_BRIEF 1_: From the yellow-bellied tanager text below, copy the passage starting at "Scientific classification" and ending at "xanthogastra (Sclater, PL, 1851)".
_BRIEF 2_: Using the yellow-bellied tanager text below, decide whether each statement agrees with it: (a) the species belongs to the order Passeriformes; (b) the species mostly inhabits high mountain forests; (c) the species has spotted flanks. Answer yes or no for each and quote the words that settle it.
_BRIEF 3_: List every habitat that the yellow-bellied tanager text below names for the species.

_DOCUMENT SEGMENT_:
Scientific classification
- Kingdom: Animalia
- Phylum: Chordata
- Class: Aves
- Order: Passeriformes
- Family: Thraupidae
- Genus: Ixothraupis
- Species: I. xanthogastra
- Binomial name: Ixothraupis xanthogastra (Sclater, PL, 1851)

= Yellow-bellied tanager =

- Authority: (Sclater, PL, 1851)
- Conservation status: LC

Species of bird

The yellow-bellied tanager (Ixothraupis xanthogastra) is a species of bird in the family Thraupidae. It is across northern and western South America, being found from Venezuela east into Colombia, Ecuador, and Peru, south into Brazil and Bolivia, and east into Guyana. It mostly inhabits lowland tropical forests, woodland edges, and secondary growth. It is, on average, it is 11–12.2 cm long and weighs 14.1–17.9 g. It is largely green with a pattern of black spots, with a clean yellow belly and unspotted flanks. It is classified as being of least concern by the IUCN.

_DATASET ENTRIES_:

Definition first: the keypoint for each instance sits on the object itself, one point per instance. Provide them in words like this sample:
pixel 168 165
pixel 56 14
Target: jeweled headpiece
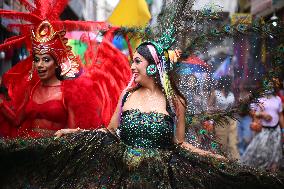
pixel 159 51
pixel 46 40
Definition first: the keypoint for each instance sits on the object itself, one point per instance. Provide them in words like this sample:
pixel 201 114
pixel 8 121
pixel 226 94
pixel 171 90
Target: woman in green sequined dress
pixel 143 146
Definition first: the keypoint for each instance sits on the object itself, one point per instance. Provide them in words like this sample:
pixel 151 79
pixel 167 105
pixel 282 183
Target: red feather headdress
pixel 42 31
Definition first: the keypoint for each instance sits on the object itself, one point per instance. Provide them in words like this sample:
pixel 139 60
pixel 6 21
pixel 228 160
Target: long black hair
pixel 144 51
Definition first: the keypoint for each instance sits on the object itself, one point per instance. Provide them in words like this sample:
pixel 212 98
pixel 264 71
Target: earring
pixel 151 70
pixel 31 72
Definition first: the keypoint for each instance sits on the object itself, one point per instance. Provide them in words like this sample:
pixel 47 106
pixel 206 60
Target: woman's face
pixel 45 66
pixel 138 68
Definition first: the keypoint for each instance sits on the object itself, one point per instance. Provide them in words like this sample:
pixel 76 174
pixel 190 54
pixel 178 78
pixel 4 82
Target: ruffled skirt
pixel 95 159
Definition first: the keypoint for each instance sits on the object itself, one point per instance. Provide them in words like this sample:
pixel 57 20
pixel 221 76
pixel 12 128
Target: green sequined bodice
pixel 146 130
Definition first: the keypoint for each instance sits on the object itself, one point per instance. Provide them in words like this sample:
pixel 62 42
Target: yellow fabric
pixel 130 13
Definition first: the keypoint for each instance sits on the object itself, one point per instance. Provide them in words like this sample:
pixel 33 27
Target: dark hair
pixel 225 83
pixel 58 73
pixel 144 51
pixel 57 69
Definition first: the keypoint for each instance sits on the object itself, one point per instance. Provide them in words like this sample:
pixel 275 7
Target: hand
pixel 104 130
pixel 202 152
pixel 62 132
pixel 266 116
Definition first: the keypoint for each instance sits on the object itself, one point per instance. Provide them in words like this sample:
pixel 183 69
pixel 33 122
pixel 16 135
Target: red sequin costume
pixel 88 101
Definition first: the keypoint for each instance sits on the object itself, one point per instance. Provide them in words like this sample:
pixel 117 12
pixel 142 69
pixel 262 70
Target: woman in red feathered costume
pixel 45 95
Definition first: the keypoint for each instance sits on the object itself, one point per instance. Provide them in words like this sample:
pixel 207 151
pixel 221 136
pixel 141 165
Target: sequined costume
pixel 142 157
pixel 84 92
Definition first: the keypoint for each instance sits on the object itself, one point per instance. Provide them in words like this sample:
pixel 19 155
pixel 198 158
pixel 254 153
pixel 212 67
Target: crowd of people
pixel 62 139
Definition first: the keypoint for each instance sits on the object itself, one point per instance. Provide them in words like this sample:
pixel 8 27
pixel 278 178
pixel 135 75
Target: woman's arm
pixel 114 122
pixel 212 101
pixel 180 125
pixel 14 117
pixel 180 131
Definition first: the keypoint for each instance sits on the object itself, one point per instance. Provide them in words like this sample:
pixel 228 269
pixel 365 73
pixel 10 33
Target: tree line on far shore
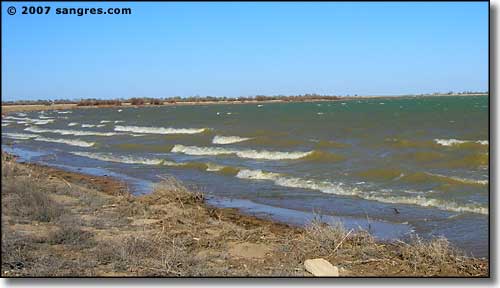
pixel 177 99
pixel 198 99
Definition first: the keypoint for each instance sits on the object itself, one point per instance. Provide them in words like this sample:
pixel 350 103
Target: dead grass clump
pixel 150 255
pixel 432 256
pixel 172 190
pixel 323 239
pixel 27 199
pixel 70 233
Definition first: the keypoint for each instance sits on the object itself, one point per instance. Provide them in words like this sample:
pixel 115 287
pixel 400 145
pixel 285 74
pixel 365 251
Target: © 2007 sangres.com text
pixel 26 10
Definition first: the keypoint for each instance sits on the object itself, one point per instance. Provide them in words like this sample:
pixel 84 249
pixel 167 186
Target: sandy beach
pixel 59 223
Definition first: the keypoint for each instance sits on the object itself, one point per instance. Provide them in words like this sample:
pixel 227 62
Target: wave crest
pixel 72 142
pixel 119 159
pixel 228 139
pixel 252 154
pixel 69 132
pixel 159 130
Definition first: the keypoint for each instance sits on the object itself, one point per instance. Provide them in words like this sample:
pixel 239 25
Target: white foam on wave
pixel 340 189
pixel 463 180
pixel 295 182
pixel 451 142
pixel 228 139
pixel 428 202
pixel 43 122
pixel 69 132
pixel 19 136
pixel 159 130
pixel 252 154
pixel 120 159
pixel 18 118
pixel 72 142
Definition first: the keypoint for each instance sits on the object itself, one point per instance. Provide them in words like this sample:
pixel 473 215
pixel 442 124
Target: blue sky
pixel 244 49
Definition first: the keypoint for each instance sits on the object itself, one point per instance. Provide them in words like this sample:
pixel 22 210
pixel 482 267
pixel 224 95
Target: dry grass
pixel 51 227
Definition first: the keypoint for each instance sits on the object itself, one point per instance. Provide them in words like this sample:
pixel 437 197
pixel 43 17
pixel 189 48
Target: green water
pixel 426 157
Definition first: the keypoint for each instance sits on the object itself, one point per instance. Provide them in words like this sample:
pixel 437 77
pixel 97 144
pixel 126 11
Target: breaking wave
pixel 72 142
pixel 228 139
pixel 452 142
pixel 252 154
pixel 427 202
pixel 340 189
pixel 159 130
pixel 69 132
pixel 120 159
pixel 19 136
pixel 294 182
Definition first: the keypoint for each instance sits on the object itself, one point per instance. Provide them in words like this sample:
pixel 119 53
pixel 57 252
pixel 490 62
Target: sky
pixel 166 49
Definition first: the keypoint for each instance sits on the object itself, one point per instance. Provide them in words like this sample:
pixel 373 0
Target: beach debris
pixel 321 268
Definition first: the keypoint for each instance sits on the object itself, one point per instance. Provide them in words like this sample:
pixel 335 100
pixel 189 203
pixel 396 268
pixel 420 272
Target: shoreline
pixel 249 245
pixel 27 108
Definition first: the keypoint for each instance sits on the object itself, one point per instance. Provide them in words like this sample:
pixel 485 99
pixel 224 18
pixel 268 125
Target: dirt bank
pixel 58 223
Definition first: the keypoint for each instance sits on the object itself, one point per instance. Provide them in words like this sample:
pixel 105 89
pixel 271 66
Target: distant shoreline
pixel 38 107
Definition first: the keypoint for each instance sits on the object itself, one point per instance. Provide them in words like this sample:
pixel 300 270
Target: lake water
pixel 420 162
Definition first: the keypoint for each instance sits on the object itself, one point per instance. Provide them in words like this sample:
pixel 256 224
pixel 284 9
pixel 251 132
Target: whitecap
pixel 119 159
pixel 252 154
pixel 69 132
pixel 228 139
pixel 72 142
pixel 159 130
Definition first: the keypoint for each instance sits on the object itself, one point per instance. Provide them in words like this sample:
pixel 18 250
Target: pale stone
pixel 321 268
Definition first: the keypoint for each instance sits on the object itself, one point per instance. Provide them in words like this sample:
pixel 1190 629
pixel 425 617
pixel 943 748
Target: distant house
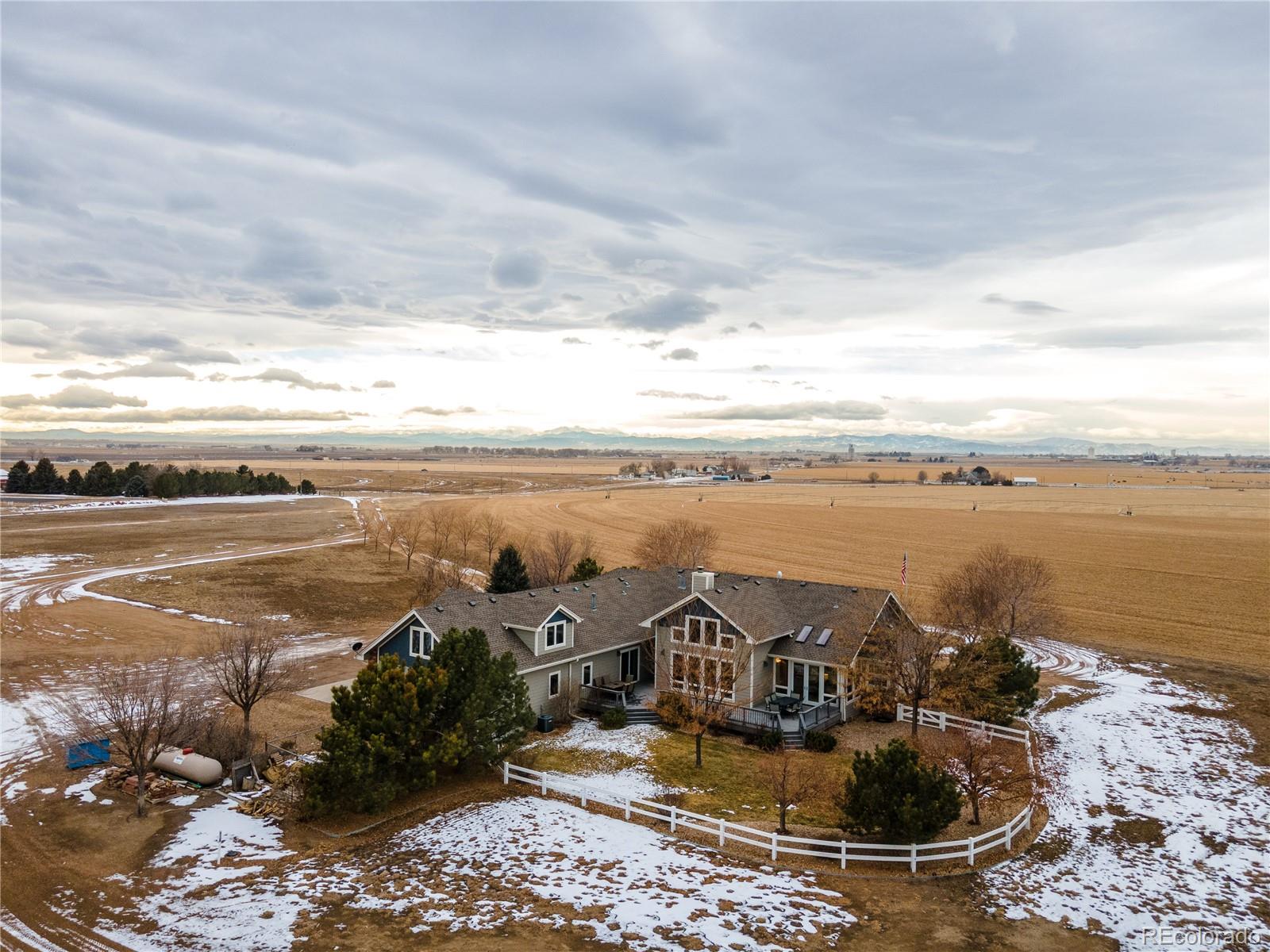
pixel 978 476
pixel 619 639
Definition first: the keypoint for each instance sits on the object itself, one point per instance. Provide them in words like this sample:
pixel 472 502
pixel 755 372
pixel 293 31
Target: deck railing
pixel 772 842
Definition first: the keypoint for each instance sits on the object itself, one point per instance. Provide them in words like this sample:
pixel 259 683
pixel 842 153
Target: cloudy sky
pixel 988 220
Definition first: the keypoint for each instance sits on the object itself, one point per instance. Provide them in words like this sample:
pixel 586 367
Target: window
pixel 831 682
pixel 705 631
pixel 556 634
pixel 783 676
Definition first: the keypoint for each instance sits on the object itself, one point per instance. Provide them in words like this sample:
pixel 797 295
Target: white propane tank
pixel 192 767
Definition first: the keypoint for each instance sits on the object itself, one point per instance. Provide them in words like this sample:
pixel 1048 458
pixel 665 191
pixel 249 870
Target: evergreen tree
pixel 19 478
pixel 384 740
pixel 586 570
pixel 137 486
pixel 508 573
pixel 167 484
pixel 44 478
pixel 988 679
pixel 892 793
pixel 486 701
pixel 99 480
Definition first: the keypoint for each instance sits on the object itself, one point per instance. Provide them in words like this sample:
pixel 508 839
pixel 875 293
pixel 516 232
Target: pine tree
pixel 44 478
pixel 891 793
pixel 484 698
pixel 384 742
pixel 19 478
pixel 508 573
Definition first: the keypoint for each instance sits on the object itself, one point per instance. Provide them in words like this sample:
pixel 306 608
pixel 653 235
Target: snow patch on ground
pixel 524 860
pixel 1157 816
pixel 25 566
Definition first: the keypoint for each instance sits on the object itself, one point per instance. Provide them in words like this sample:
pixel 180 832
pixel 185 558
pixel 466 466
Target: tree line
pixel 148 480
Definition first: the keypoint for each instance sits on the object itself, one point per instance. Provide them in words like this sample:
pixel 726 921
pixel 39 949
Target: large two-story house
pixel 791 647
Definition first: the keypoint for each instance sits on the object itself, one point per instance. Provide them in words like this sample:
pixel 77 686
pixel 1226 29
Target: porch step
pixel 641 715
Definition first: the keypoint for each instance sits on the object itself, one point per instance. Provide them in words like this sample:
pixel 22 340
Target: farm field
pixel 1184 579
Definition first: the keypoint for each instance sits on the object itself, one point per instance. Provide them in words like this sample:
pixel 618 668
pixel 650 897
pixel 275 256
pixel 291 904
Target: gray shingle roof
pixel 765 608
pixel 624 598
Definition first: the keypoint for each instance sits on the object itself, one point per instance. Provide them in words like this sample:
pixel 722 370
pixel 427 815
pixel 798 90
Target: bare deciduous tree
pixel 465 531
pixel 676 543
pixel 492 531
pixel 441 527
pixel 997 593
pixel 410 535
pixel 981 767
pixel 251 663
pixel 559 550
pixel 791 778
pixel 435 577
pixel 705 676
pixel 141 708
pixel 907 654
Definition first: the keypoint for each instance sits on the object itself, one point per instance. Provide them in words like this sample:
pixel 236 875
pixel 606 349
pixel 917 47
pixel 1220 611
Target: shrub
pixel 673 710
pixel 768 740
pixel 891 793
pixel 613 719
pixel 876 701
pixel 819 742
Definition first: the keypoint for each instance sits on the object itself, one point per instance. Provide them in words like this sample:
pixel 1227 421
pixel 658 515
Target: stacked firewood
pixel 283 795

_EXERCISE RESPONSE 1_:
Scientific classification
- Kingdom: Animalia
- Phylum: Chordata
- Class: Aves
- Order: Passeriformes
- Family: Thraupidae
- Genus: Ixothraupis
- Species: I. xanthogastra
- Binomial name: Ixothraupis xanthogastra (Sclater, PL, 1851)

_EXERCISE RESPONSE 2_:
(a) Yes: "Order: Passeriformes"
(b) No: "It mostly inhabits lowland tropical forests, woodland edges, and secondary growth."
(c) No: "with a clean yellow belly and unspotted flanks"

_EXERCISE RESPONSE 3_:
lowland tropical forests
woodland edges
secondary growth